Recuerdo en mi niñez, cuando salíamos de paseo en familia,  había veces que mi hermano y yo, no teníamos ni idea de cuál sería nuestro destino. Había dos opciones cuando nos íbamos de aventura: podíamos ir hacia la izquierda por la antigua carretera de Cádiz al salir de casa, o hacia la derecha, por la misma carretera.
El recorrido habitual, si el camino escogido era el de la izquierda, era algo más allá de “La barriada del Palo” y ahí surgían dos posibilidades: El restaurante “Casa Pedro” o el “Tintero”, lo cual quería decir que en el camino de vuelta, pararíamos en la famosa heladería “Lauri” y luego iríamos al cine o a veces, cuando

mi olfato, captaba un cierto nivel de humedad en el ambiente; no era época de feria en Málaga, pero, si pasábamos del Rincón de la Victoria y después la Fabrica de la Araña y además, veíamos una leve sonrisilla “socarrona” de mi padre, que se entreveía reflejada por el retrovisor del coche y a mi madre mirando el monedero y poniendo caras raras, ya sabíamos que íbamos a la feria; soy muy malo para los nombres, así que no me preguntéis de que localidad, (era pequeño); es como si al pasar dejando a la izquierda la Fabrica de la Araña, diéramos un salto dimensional y atemporal, tras el cual, todo se llenaba de luces de colores.

» **EXTRACTOS DE ENTRADAS**:

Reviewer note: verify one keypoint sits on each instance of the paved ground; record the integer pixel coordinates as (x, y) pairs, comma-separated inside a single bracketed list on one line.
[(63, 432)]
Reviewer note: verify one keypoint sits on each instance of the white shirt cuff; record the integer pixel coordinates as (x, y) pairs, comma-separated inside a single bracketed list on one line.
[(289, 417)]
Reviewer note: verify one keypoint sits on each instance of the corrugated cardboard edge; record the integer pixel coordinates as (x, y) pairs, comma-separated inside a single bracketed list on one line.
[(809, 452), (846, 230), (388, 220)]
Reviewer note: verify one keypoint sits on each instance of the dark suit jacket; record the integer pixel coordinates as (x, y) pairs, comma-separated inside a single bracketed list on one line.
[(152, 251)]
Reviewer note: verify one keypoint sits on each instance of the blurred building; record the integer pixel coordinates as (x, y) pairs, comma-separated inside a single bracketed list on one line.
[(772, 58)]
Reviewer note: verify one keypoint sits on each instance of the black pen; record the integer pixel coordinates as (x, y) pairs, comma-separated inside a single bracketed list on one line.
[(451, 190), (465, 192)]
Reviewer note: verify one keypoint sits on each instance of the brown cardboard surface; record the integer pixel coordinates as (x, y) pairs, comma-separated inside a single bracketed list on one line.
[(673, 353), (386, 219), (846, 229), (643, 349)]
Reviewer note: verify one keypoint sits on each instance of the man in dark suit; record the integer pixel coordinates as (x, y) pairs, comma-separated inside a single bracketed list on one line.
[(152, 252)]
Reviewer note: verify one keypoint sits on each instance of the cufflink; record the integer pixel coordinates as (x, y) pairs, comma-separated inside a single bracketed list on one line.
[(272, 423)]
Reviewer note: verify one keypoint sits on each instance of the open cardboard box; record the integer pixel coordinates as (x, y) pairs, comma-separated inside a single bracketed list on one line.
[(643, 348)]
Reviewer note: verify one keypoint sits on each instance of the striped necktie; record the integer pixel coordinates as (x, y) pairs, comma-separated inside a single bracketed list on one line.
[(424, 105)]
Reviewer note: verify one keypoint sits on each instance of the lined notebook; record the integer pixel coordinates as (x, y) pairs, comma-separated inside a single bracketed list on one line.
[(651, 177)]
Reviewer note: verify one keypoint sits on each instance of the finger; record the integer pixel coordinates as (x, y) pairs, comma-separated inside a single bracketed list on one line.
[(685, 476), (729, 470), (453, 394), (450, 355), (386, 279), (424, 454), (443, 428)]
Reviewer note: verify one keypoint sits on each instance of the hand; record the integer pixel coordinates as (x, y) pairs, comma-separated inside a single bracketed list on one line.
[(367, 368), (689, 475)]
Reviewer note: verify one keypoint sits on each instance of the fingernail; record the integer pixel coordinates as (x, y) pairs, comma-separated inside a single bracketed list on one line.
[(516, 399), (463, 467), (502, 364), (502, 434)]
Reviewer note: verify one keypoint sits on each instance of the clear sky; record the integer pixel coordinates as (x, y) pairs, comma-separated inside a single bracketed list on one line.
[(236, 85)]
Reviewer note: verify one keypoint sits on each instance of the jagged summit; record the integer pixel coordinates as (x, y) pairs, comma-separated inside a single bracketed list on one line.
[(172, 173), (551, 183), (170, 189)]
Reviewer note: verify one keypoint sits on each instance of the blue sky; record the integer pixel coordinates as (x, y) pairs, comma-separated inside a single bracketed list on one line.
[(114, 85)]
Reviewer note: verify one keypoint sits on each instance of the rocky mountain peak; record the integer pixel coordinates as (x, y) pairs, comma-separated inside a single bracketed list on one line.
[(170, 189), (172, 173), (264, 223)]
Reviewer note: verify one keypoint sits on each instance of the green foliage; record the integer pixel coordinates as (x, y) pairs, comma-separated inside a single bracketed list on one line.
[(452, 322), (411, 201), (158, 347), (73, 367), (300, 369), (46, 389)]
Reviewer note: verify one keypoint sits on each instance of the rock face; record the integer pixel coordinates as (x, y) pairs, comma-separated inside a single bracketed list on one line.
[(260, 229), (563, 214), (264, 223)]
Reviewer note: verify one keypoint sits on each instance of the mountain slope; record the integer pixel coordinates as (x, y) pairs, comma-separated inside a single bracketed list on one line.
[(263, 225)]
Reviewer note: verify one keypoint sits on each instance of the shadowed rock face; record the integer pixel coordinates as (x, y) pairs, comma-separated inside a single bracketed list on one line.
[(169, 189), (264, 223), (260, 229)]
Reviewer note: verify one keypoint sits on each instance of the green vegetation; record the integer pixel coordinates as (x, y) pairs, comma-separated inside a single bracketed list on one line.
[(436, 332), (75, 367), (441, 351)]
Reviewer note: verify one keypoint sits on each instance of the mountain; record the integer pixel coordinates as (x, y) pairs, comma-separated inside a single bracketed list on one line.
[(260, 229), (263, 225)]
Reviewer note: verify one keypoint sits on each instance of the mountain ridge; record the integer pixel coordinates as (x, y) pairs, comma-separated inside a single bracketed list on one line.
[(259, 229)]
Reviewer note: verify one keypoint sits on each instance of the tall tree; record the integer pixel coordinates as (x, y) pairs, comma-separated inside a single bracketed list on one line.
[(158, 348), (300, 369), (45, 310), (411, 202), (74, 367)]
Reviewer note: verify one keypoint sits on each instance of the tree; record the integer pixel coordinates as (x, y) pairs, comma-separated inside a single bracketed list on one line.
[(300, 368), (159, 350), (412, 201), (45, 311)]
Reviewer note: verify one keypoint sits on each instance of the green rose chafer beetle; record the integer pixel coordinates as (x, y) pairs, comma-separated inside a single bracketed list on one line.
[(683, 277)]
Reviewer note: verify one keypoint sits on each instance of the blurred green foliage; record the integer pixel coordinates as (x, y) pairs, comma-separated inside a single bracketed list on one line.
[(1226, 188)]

» **EXPLORA EL MATERIAL**:
A – Resume el texto de estudio en dos oraciones.
B – Reproduce del texto de estudio todo el fragmento que va desde “Recuerdo en mi” hasta “la misma carretera.”.
C – Según el texto de estudio, ¿qué dos restaurantes eran las posibilidades habituales cuando se escogía el camino de la izquierda?
Las entradas no intervienen en este trabajo.

» **SOLUCIONES**:
A – En su niñez, quien narra salía de paseo en familia por la antigua carretera de Cádiz, hacia la izquierda o hacia la derecha, muchas veces sin saber cuál sería el destino. Por la izquierda solían ir a “Casa Pedro” o al “Tintero” y volver por la heladería “Lauri” y el cine, y a veces, al pasar el Rincón de la Victoria y la Fabrica de la Araña y ver la sonrisa “socarrona” del padre, sabían que iban a la feria.

B –
Recuerdo en mi niñez, cuando salíamos de paseo en familia,  había veces que mi hermano y yo, no teníamos ni idea de cuál sería nuestro destino. Había dos opciones cuando nos íbamos de aventura: podíamos ir hacia la izquierda por la antigua carretera de Cádiz al salir de casa, o hacia la derecha, por la misma carretera.

C – El restaurante “Casa Pedro” o el “Tintero”.